10. While these effects of the oil boom were unfolding, the authorities implemented some structural reform measures. Following enactment of the 1997 law on forestry management, the authorities passed a law protecting parts of the forest from logging. In December 1998, they liberalized the distribution of petroleum products and privatized the public companies active in this field. In January 2000, they improved the application of the CEMAC customs union by removing remaining quantitative import restrictions and phasing out import duties on goods produced in other CEMAC countries. However, little progress has been made in the implementation of the CEMAC’s common external tariff.6 Moreover, the authorities started to implement a strategy aimed at achieving self-sufficiency in food supply and stemming the exodus from rural areas into the cities. The strategy tries to boost agricultural productivity through a strengthening of basic infrastructure in rural areas. Finally, as a member of the Organization for the Harmonization of Business Law in Africa (OHADA), Equatorial Guinea has modernized some areas of its commercial law.

> INFORMATION SHOWN:
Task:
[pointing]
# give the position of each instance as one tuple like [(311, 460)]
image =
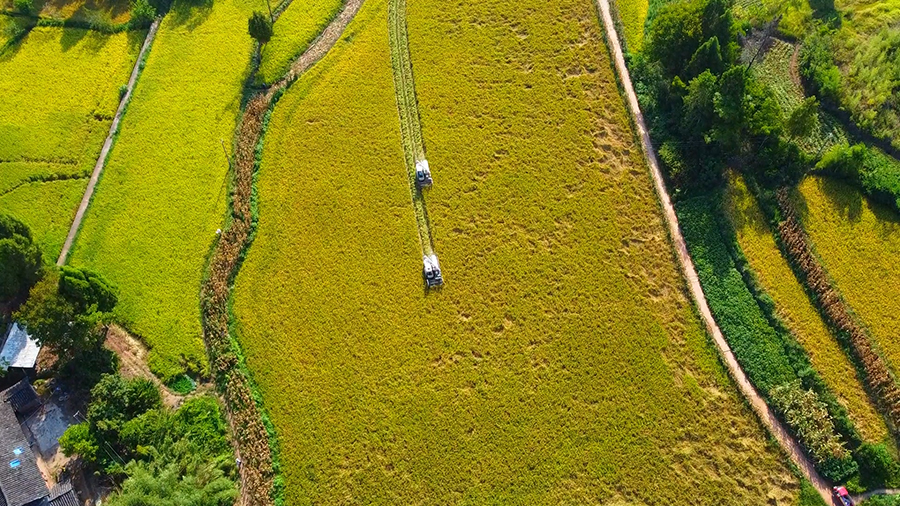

> DIRECTIONS:
According to the text excerpt on structural reforms, what did the authorities do in December 1998?

> OUTPUT OF THE EXERCISE:
They liberalized the distribution of petroleum products and privatized the public companies active in this field.